EXCERPT TO READ:
- Born: 1923 Beaufort, North Carolina, United States
- Died: 2007 (aged 83–84)
- Education: Johnson C. Smith University; Howard University; Johnson C. Smith Theological Seminary
- Occupations: dentist, civil rights activist

= Reginald Hawkins =

American civil rights activist (1923–2007)

Reginald Armistice Hawkins (1923–2007) was an American civil rights activist and dentist. He was the first African-American to run for Governor of North Carolina. He fought to desegregate Charlotte schools and businesses.

== Early life ==
Reginald Hawkins was born in Beaufort, North Carolina, in 1923. He served as captain in the US Army during World War II. After completing his time in the service, he graduated from Johnson C. Smith University in 1943, where he also became a member of Kappa Alpha Psi fraternity. He earned a degree in dentistry from Howard University in 1948. Returning to Charlotte, Hawkins went on to earn a Bachelor (1956) and then Master of Divinity (1973) from the Presbyterian affiliated Johnson C. Smith Theological Seminary. He married Catherine Richardson, also a JCSU alumnus, while he was still in dental school and they had four children.

==Civil rights advocacy==
Hawkins and members of the NAACP differed over the best way to end school desegregation. Kelly Alexander wanted to sue the city of Charlotte over civil injustice. Hawkins believed that a confrontational approach was best through utilizing media coverage to help mobilize citizens, arguing "The only way to move forward is to engage bigots in direct controversy within their own community. In order to make his point about the only way to move forward, Hawkins escorted Dorothy Counts, a young black girl to Harding High School, a white school in Charlotte. On September 4, 1957 Hawkins and Counts walked through a shower of spit and insults to integrate the first Mecklenburg County School. His actions that day created a lot of stir in both the white and African-American neighborhoods, creating a national name for Hawkins. From then on Hawkins became a prominent civil rights activist in Charlotte. In 1961 Hawkins led a boycott of Irwin Avenue Junior High School. He urged African-American students to stay home instead of attending a second-rate educational institution.

Due to his disagreement with NAACP policies and in an attempt to distance himself from their "communist" label, Hawkins resigned his membership in 1958 and created the Mecklenburg Organization for Political Affairs (MOPA). MOPA used community activists within the African-American community to call for desegregation. Members took part in marches, picketing, protests, boycotts, and sit-in's, usually near schools or hospitals in the Charlotte area. Hawkins work helped successfully integrate many restaurants downtown including those in Belk's and Ivey's department stores.

DATASET:
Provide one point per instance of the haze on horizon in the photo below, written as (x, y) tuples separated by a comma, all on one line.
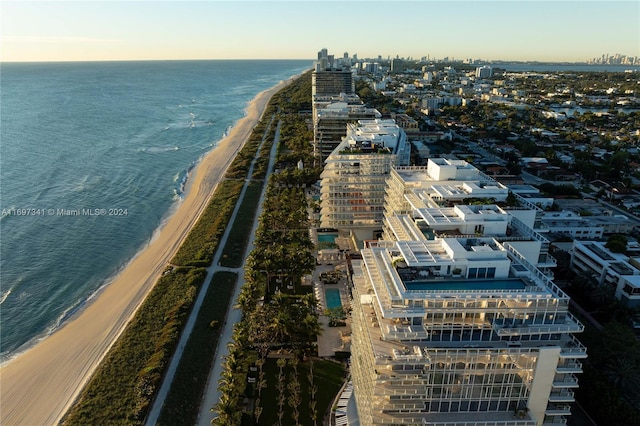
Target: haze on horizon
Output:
[(571, 31)]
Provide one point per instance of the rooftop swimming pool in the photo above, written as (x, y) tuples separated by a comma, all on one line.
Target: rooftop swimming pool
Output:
[(327, 238), (332, 296), (505, 284)]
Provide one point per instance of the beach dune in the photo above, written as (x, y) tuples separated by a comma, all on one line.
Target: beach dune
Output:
[(39, 386)]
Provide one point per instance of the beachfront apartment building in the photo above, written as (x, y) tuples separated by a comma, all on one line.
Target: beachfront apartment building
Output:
[(331, 114), (331, 76), (352, 185), (454, 318), (620, 272)]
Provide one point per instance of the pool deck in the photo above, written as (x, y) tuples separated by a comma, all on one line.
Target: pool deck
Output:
[(331, 339)]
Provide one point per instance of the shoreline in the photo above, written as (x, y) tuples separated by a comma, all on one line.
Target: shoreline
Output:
[(41, 383)]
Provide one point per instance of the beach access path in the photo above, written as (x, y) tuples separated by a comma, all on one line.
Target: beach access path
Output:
[(233, 315), (211, 394), (39, 386)]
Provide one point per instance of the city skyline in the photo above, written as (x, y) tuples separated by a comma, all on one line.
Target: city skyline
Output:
[(165, 30)]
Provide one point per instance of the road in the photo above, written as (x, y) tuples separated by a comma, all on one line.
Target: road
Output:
[(233, 315)]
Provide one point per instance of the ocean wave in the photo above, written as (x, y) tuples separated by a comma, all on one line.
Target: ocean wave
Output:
[(181, 180), (158, 149), (4, 296)]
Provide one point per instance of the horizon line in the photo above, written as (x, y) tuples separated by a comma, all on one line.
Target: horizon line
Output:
[(488, 61)]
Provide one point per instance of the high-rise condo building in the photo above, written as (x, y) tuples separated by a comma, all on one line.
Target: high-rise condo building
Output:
[(331, 114), (455, 317), (353, 181)]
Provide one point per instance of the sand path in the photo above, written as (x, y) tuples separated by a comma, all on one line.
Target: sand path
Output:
[(39, 386)]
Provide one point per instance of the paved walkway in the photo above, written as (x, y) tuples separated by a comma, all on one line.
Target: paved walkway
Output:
[(211, 394), (233, 315)]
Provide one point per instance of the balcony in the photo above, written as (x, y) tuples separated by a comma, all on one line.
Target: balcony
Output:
[(563, 396), (554, 421), (571, 325), (570, 367), (558, 410), (573, 349), (570, 381)]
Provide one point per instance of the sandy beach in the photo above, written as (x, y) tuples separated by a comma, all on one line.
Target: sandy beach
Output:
[(39, 386)]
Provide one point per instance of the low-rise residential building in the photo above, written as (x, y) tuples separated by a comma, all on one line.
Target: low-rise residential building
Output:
[(459, 330), (618, 271), (571, 224)]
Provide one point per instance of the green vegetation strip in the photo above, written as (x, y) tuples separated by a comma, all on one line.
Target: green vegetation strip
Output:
[(328, 377), (122, 388), (233, 252), (182, 403), (125, 383)]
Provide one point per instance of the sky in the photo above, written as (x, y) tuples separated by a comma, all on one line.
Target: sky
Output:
[(572, 31)]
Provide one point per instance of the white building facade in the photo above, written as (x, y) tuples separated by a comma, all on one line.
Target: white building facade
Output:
[(453, 322)]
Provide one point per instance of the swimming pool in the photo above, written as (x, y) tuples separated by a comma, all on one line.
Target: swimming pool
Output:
[(327, 238), (513, 284), (332, 296)]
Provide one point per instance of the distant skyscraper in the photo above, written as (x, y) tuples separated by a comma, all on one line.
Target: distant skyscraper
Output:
[(484, 71)]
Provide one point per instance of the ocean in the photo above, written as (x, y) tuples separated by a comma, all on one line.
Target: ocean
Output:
[(93, 158)]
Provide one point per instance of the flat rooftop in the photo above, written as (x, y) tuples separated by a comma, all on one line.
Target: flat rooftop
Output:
[(466, 285)]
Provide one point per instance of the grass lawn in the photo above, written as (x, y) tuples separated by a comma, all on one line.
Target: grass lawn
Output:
[(328, 378)]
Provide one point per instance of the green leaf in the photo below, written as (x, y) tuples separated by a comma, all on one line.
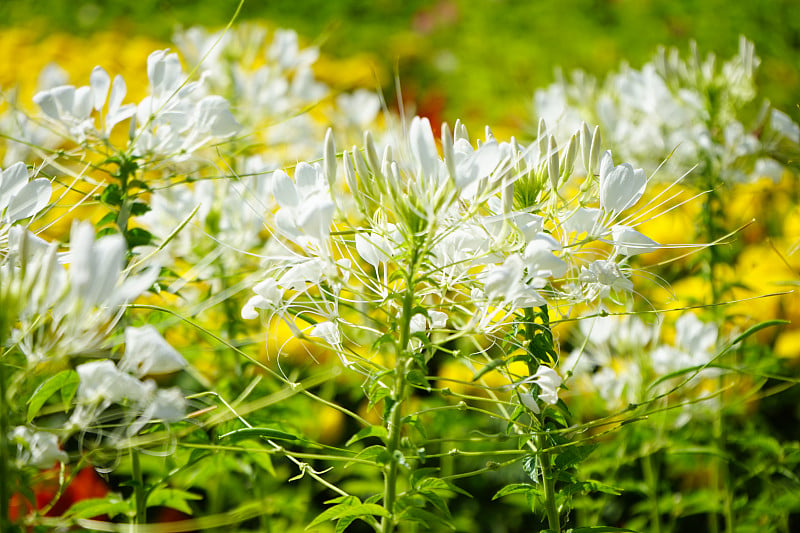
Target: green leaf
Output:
[(494, 363), (138, 237), (138, 184), (415, 514), (350, 509), (417, 377), (65, 381), (139, 208), (573, 455), (108, 218), (600, 529), (255, 433), (112, 195), (370, 431), (515, 488), (172, 498), (111, 505)]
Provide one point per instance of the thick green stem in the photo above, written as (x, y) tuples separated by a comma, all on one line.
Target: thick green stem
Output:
[(395, 422), (139, 494), (549, 485)]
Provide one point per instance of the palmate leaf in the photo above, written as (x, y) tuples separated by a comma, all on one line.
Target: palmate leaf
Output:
[(111, 505), (348, 510), (65, 381)]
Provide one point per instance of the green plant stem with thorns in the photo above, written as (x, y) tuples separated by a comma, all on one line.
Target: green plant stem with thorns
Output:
[(548, 484), (395, 422), (139, 494), (545, 458)]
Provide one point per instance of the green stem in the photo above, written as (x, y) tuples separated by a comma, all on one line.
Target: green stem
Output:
[(139, 494), (395, 423), (652, 486), (5, 493), (549, 484)]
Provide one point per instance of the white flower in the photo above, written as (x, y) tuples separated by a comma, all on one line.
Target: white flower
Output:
[(328, 331), (102, 382), (166, 405), (268, 296), (630, 242), (505, 283), (306, 207), (548, 382), (603, 276), (620, 186), (148, 353), (20, 198)]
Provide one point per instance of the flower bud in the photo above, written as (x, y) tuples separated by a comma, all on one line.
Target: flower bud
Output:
[(552, 163), (594, 152), (568, 159), (330, 158)]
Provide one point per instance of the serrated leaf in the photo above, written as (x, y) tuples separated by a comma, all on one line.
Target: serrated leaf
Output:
[(256, 433), (66, 381), (514, 488), (573, 455), (173, 498), (370, 431), (415, 514), (139, 208), (138, 237), (107, 219)]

CHECK YOUR UNDERSTANDING:
a - Copy out the Reginald Hawkins text word for word, beginning at the words "Reginald Armistice Hawkins" and stopping after "had four children.".
b - According to the Reginald Hawkins text, what kinds of actions did MOPA members take part in?

ANSWERS BELOW:
a -
Reginald Armistice Hawkins (1923–2007) was an American civil rights activist and dentist. He was the first African-American to run for Governor of North Carolina. He fought to desegregate Charlotte schools and businesses.

== Early life ==
Reginald Hawkins was born in Beaufort, North Carolina, in 1923. He served as captain in the US Army during World War II. After completing his time in the service, he graduated from Johnson C. Smith University in 1943, where he also became a member of Kappa Alpha Psi fraternity. He earned a degree in dentistry from Howard University in 1948. Returning to Charlotte, Hawkins went on to earn a Bachelor (1956) and then Master of Divinity (1973) from the Presbyterian affiliated Johnson C. Smith Theological Seminary. He married Catherine Richardson, also a JCSU alumnus, while he was still in dental school and they had four children.

b -
- marches
- picketing
- protests
- boycotts
- sit-in's